> [Schriftliche Anweisung A] Übersetze aus dem Thread zur kaputten USV den Satz „Erst dachte ich, das Netzteil sei kaputt, habe aber dann bemerkt, dass die USV kaputt war.“ ins Englische.
> [Schriftliche Anweisung B] Wie oft piepst das Gerät laut dem Thread zur kaputten USV ungefähr, nachdem es ans 230-V-Netz angesteckt wurde?
> [Schriftliche Anweisung C] Knüpfe an das Ende des Threads zur kaputten USV an und führe ihn weiter.
++++ Lesetext
# Unterbrechungsfreie Stromversorgung kaputt



## Johannes Postler (6. August 2003)

Hi Leute!

Vor kurzem ist unser Server ausgefallen. Er hatte einfach keinen Strom mehr. Erst dachte ich, das Netzteil sei kaputt, habe aber dann bemerkt, dass die USV kaputt war. Die Sicherung ist nicht kaputt. Ich habe auch das ganze Handbuch durchgeackert. Dort sind viele Fehlerszenarien beschrieben, aber dieses nicht. Das Gerät ist von Merlin Gerin und heißt ESV + 8 .Wenn ich es ans 230 V - Netz anstecke fängt es an zu piepsen (ca. alle 5 sek.). Nach etwas 2 Stunden piepst es dann ununterbrochen. 
Hat jemand von euch Erfahrung mit solchen Geräten? 

Danke im voraus

tirolausserfern


----------



## Sinac (6. August 2003)

Das werden höchstwahrscheinlich die Akkus sein, kannste
aufmachen und austauschen.
Also ich hab noc nie erlebt das da was anderes defekt is als die Akkus...

Greetz...
Sinac


----------



## dPo2000 (8. August 2003)
++++++++
++++ Auszüge aus Datensätzen
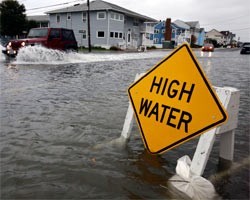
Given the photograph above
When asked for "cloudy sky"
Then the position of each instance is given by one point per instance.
(232, 15)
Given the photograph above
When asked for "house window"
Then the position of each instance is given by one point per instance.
(100, 34)
(84, 34)
(120, 35)
(54, 33)
(68, 16)
(116, 34)
(58, 18)
(156, 31)
(116, 16)
(136, 22)
(84, 16)
(101, 15)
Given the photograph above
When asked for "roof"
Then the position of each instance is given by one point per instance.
(38, 18)
(193, 24)
(101, 5)
(181, 24)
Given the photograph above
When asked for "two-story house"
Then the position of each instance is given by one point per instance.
(227, 37)
(215, 35)
(179, 33)
(110, 25)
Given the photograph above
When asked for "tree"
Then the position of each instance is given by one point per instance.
(13, 18)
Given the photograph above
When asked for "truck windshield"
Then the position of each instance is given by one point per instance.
(37, 33)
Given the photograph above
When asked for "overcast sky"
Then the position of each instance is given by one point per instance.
(232, 15)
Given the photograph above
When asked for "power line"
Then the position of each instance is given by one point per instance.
(229, 19)
(37, 8)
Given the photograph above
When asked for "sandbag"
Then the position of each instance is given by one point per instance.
(194, 186)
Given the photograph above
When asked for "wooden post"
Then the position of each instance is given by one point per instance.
(230, 100)
(127, 126)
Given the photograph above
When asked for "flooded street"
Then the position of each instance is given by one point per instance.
(55, 108)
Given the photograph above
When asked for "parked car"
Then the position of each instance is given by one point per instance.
(54, 38)
(208, 47)
(245, 48)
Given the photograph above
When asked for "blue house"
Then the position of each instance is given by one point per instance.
(181, 32)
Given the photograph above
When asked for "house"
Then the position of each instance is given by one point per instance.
(215, 35)
(201, 37)
(42, 20)
(110, 25)
(227, 37)
(180, 33)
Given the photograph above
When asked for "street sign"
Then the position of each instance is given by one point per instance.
(174, 102)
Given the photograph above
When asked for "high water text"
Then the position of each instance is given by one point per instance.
(162, 113)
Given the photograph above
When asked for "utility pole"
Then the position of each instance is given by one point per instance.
(89, 39)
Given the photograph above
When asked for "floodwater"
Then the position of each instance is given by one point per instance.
(56, 107)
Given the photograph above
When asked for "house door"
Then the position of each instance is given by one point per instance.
(129, 38)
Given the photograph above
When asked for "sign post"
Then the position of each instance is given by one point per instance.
(174, 102)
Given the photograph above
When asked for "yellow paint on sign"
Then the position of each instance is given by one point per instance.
(175, 102)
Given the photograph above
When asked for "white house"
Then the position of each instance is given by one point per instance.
(110, 25)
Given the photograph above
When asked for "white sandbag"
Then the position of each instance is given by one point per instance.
(194, 186)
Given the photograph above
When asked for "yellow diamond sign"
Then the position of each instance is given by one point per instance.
(175, 102)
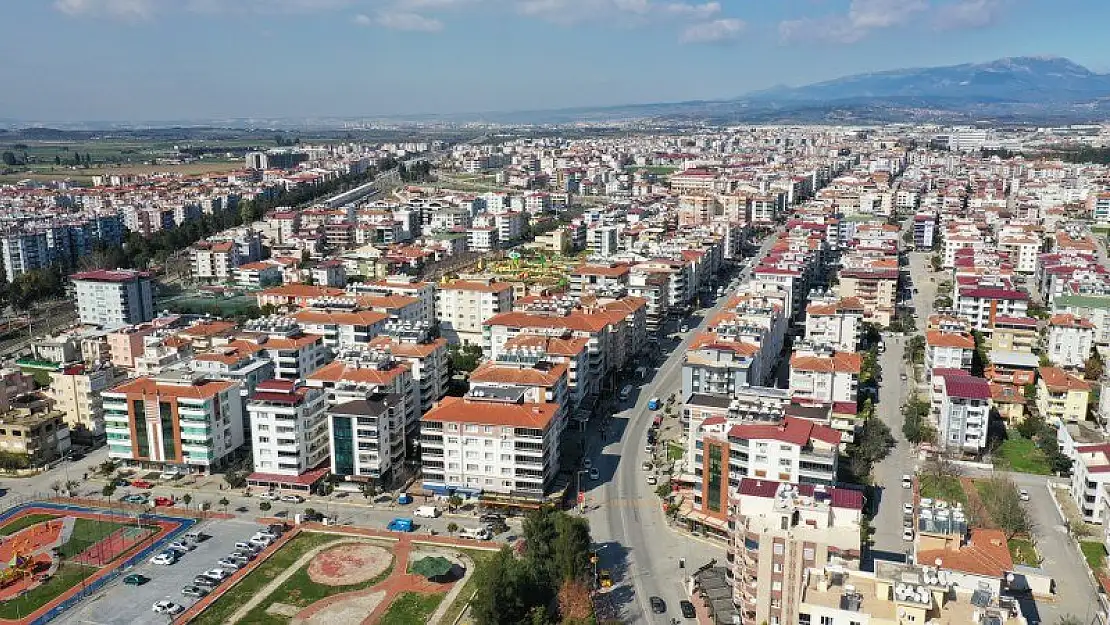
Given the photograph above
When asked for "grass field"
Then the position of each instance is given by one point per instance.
(86, 533)
(223, 607)
(22, 522)
(411, 608)
(302, 592)
(68, 575)
(1022, 552)
(1021, 455)
(947, 489)
(1095, 553)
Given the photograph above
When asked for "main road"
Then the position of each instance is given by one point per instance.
(625, 515)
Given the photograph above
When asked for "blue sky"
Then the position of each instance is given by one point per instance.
(142, 60)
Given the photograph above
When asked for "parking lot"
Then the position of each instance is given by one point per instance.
(120, 604)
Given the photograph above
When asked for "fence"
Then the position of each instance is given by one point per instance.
(104, 576)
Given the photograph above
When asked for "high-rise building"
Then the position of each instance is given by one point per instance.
(113, 298)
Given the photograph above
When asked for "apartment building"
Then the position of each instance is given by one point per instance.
(960, 405)
(1061, 397)
(1070, 341)
(492, 447)
(948, 350)
(31, 427)
(289, 434)
(76, 392)
(113, 298)
(464, 305)
(367, 437)
(825, 376)
(1090, 476)
(178, 420)
(780, 532)
(835, 323)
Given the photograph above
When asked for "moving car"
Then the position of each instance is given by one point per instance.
(400, 525)
(194, 592)
(167, 607)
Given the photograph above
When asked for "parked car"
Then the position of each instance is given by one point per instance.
(194, 592)
(164, 558)
(167, 607)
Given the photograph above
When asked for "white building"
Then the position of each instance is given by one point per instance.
(289, 432)
(113, 298)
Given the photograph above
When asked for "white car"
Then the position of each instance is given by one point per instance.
(167, 607)
(164, 558)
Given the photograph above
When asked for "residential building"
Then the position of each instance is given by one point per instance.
(1061, 397)
(1070, 341)
(113, 298)
(779, 533)
(960, 405)
(463, 306)
(289, 434)
(367, 439)
(178, 420)
(491, 447)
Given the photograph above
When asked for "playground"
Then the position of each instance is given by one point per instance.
(51, 555)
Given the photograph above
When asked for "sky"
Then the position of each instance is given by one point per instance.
(150, 60)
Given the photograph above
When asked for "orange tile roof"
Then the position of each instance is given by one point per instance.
(203, 390)
(458, 410)
(1059, 381)
(843, 362)
(958, 340)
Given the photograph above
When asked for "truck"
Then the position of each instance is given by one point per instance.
(400, 525)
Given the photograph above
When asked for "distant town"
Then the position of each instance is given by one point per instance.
(758, 375)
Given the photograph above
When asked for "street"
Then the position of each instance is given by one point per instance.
(626, 516)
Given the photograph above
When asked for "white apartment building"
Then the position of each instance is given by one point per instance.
(948, 350)
(289, 432)
(835, 323)
(464, 305)
(825, 377)
(175, 420)
(960, 405)
(494, 447)
(1070, 341)
(113, 298)
(1090, 476)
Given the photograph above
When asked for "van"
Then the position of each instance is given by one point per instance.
(626, 392)
(426, 512)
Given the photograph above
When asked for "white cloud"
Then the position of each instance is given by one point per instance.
(412, 22)
(967, 13)
(863, 17)
(118, 9)
(715, 31)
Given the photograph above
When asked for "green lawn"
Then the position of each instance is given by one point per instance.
(1022, 552)
(411, 608)
(1021, 455)
(68, 575)
(1095, 553)
(947, 489)
(464, 596)
(223, 607)
(22, 522)
(301, 591)
(87, 532)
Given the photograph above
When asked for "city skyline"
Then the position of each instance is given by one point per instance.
(148, 60)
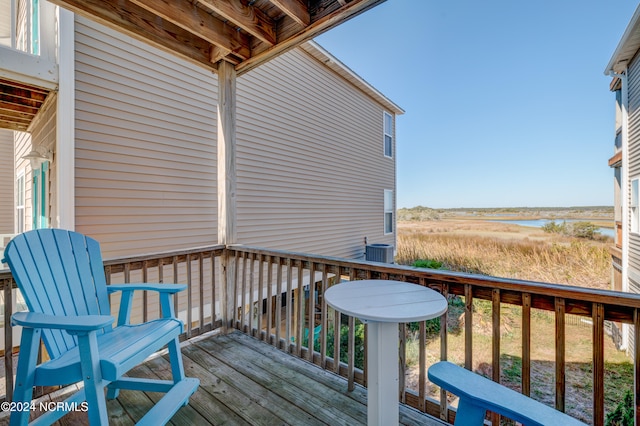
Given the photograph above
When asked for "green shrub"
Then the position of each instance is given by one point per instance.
(344, 344)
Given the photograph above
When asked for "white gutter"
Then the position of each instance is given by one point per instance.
(65, 127)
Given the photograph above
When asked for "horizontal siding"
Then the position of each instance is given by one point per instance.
(145, 146)
(311, 170)
(7, 183)
(634, 159)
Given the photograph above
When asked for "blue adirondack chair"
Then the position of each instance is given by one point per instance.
(61, 276)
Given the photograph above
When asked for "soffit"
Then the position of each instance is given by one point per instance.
(19, 104)
(245, 33)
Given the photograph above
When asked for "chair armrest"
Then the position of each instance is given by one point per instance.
(160, 288)
(79, 323)
(166, 292)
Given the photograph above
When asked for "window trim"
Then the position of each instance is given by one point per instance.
(387, 133)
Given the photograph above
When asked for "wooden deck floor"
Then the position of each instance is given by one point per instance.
(246, 382)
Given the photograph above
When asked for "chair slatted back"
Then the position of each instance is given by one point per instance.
(59, 272)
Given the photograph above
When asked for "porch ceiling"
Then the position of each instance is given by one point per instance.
(19, 104)
(242, 32)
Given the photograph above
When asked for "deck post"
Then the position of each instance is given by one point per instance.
(227, 184)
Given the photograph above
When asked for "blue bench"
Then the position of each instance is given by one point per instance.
(478, 395)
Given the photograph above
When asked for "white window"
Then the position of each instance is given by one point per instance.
(388, 135)
(20, 196)
(635, 210)
(388, 211)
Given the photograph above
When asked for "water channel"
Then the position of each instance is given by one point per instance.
(539, 223)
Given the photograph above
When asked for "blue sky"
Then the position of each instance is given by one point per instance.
(506, 101)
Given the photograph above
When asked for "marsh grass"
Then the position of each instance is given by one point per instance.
(556, 259)
(506, 252)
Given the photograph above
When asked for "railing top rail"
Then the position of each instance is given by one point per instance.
(218, 249)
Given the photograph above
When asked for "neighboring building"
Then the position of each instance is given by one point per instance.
(624, 68)
(127, 136)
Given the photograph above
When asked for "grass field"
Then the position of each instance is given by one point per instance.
(511, 251)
++++++++
> [Antwort zur Aufgabe A] At first I thought the power supply was broken, but then I noticed that the UPS was broken.

> [Antwort zur Aufgabe B] Etwa alle fünf Sekunden.

> [Antwort zur Aufgabe C]
> _Original geschrieben von tirolausserfern _
> *Wenn ich es ans 230 V - Netz anstecke fängt es an zu piepsen (ca. alle 5 sek.). Nach etwas 2 Stunden piepst es dann ununterbrochen.
> *



Also das ist doch sicher ein Szenario was in der Anleitung beschrieben ist, oder? Wenn nicht, wechsle deinen USV Anbieter ;]


----------



## Johannes Postler (8. August 2003)

*Re: Re: Unterbrechungsfreie Stromversorgung kaputt*



> _Original geschrieben von dPo2000 _
> *Also das ist doch sicher ein Szenario was in der Anleitung beschrieben ist, oder? Wenn nicht, wechsle deinen USV Anbieter ;] *



nein, eben nicht...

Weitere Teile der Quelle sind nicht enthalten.